(TASKS)
a - Do these statements agree with the article on the Caltech CRISPR research? (i) The Caltech team concentrated on improving the enzyme rather than the guide RNA. (ii) Cas9 is the enzyme most commonly used in CRISPR. (iii) The cgRNAs respond to whether an RNA trigger is present or absent. Answer yes or no for each, quoting the deciding words of the article.
b - Can you reproduce the article on the Caltech CRISPR research word for word, between "The problem that" and "active in response.", inclusive?
c - Could you take the article on the Caltech CRISPR research further, writing on from its last sentence?

(DOCUMENT PASSAGE)
◆ ◆ ◆ ◆

New Research Transfors CRISPR Into A Genetic Swiss Army Knife


The CRISPR tool is developing at an unprecedented pace into a powerful way of editing genes of bacteria, mammals, humans, plants, and even reptiles. In fact, it is also referred to as ‘genetic scissors.’ However, a new improvement can turn it into a genetic Swiss Army Knife. A research was conducted by Caltech that has improved the formula for helping the tool to zoom in on particular organs, tissues, or cell types. The research has also imparted enhanced control over what will happen next.

CRISPR has two main components; guide RNA molecules that can help in directing the tool to particular areas of the genome, and an enzyme that can then carry out the editing of the genes at that particular place. The most commonly used enzyme is Cas9, but other variations are also coming up, including Cas12a, Cas12b, and CasX. However, as useful as the CRISPR tool is; it is not perfect. Instead of focusing on the enzyme, the Caltech team focused on making improvements to the guide RNA.

The problem that they wanted to solve was that these molecules are ‘always on.’ This means that they are always seeking out their target regardless of where they are present in an organism. This could end up causing off-target mutations. The researchers on the latest study developed conditional guide RNAs (cgRNAs) that are not only more precise but also more powerful once they reach their target. These cgRNAs work like If/Then statements that are generally found in programming languages. The cgRNAs react to the presence or the absence of an RNA trigger, and they become inactive or active in response.

◆ ◆ ◆ ◆

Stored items

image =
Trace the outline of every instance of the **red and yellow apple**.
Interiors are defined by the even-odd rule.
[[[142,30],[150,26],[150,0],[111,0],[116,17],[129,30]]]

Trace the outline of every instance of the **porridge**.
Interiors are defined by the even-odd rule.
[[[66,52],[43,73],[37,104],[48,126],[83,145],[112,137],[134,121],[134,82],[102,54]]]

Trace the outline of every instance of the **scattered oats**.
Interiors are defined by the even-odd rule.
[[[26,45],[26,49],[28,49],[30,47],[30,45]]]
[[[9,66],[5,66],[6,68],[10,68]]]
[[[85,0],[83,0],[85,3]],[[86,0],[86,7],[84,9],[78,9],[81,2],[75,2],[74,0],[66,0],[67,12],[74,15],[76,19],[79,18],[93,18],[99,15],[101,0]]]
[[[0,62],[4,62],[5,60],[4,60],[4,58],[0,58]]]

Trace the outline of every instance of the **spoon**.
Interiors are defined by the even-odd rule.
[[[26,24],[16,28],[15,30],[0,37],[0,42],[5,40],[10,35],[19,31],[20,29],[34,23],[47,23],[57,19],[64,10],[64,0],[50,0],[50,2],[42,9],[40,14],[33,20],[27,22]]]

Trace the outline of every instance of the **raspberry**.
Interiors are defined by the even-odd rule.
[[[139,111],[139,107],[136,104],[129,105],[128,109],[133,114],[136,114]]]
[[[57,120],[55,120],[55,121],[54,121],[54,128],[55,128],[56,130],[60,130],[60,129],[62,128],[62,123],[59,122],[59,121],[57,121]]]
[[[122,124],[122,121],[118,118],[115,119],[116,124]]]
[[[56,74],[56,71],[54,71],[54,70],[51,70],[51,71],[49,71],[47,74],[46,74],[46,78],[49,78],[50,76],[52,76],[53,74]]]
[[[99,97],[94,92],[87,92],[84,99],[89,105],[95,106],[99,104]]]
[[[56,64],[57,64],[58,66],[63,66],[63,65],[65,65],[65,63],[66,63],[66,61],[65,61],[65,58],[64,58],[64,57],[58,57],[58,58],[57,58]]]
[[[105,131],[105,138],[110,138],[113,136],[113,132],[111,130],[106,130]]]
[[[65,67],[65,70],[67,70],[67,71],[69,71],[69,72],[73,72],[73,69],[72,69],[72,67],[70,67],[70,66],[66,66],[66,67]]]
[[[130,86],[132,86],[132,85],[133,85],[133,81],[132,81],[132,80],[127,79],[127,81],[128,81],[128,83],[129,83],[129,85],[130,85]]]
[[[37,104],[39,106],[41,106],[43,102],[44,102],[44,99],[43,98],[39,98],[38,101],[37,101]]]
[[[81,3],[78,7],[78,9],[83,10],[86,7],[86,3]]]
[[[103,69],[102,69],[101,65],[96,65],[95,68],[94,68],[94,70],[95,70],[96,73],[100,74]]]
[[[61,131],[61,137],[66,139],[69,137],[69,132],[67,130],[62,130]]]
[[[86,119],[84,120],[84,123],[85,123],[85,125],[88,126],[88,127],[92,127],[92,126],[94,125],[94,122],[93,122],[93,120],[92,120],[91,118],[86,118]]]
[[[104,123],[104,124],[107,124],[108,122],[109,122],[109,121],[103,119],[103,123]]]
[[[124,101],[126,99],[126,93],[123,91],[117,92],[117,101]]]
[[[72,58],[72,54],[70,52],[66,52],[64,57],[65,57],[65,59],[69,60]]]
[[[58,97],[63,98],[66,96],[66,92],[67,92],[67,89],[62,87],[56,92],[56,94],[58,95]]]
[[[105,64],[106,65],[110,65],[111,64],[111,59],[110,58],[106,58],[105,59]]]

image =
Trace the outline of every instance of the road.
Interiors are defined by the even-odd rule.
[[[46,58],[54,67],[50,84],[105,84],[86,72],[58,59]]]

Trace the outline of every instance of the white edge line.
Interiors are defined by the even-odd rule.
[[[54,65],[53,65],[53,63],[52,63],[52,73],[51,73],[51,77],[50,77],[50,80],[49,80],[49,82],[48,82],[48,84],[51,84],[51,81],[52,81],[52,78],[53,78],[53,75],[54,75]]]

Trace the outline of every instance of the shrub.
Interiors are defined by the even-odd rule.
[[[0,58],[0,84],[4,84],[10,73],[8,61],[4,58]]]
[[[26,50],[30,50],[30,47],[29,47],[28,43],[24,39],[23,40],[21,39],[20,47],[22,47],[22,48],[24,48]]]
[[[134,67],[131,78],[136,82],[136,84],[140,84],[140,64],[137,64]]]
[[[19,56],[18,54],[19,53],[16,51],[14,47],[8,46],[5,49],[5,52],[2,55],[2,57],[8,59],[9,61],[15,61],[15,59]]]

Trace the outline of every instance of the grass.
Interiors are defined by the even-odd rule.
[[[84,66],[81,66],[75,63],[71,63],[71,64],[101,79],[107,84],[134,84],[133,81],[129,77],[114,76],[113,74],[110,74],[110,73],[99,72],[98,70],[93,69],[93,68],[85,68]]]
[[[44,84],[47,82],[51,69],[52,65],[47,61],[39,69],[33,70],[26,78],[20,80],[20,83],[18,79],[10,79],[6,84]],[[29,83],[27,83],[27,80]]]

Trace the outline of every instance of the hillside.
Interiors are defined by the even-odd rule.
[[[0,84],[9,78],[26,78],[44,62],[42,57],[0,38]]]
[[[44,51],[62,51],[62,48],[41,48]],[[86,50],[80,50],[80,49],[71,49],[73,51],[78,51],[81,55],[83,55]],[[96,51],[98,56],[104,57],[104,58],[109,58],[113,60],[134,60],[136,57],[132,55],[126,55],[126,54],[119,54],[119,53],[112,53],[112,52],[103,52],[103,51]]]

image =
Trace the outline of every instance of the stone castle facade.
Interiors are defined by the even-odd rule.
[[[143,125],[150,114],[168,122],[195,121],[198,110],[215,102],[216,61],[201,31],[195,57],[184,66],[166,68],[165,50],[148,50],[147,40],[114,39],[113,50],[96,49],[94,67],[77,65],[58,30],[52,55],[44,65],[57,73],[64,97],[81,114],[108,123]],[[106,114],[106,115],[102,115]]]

◆ ◆ ◆ ◆

(ANSWERS TO THIS EXERCISE)
a -
(i) No: "Instead of focusing on the enzyme, the Caltech team focused on making improvements to the guide RNA."
(ii) Yes: "The most commonly used enzyme is Cas9"
(iii) Yes: "The cgRNAs react to the presence or the absence of an RNA trigger"

b -
The problem that they wanted to solve was that these molecules are ‘always on.’ This means that they are always seeking out their target regardless of where they are present in an organism. This could end up causing off-target mutations. The researchers on the latest study developed conditional guide RNAs (cgRNAs) that are not only more precise but also more powerful once they reach their target. These cgRNAs work like If/Then statements that are generally found in programming languages. The cgRNAs react to the presence or the absence of an RNA trigger, and they become inactive or active in response.

c -
In practical terms, this implies that CRISPR can wait until it identifies a certain biomarker in a cell. This will lead it to either activating or silencing a gene for helping to treat that particular disease. The team has conducted tests of this technique in bacteria and was capable of showcasing both on/off and off/on logics. RNA triggers were able to switch cgRNAs off that started on while others were able to switch cgRNAs on that began as off.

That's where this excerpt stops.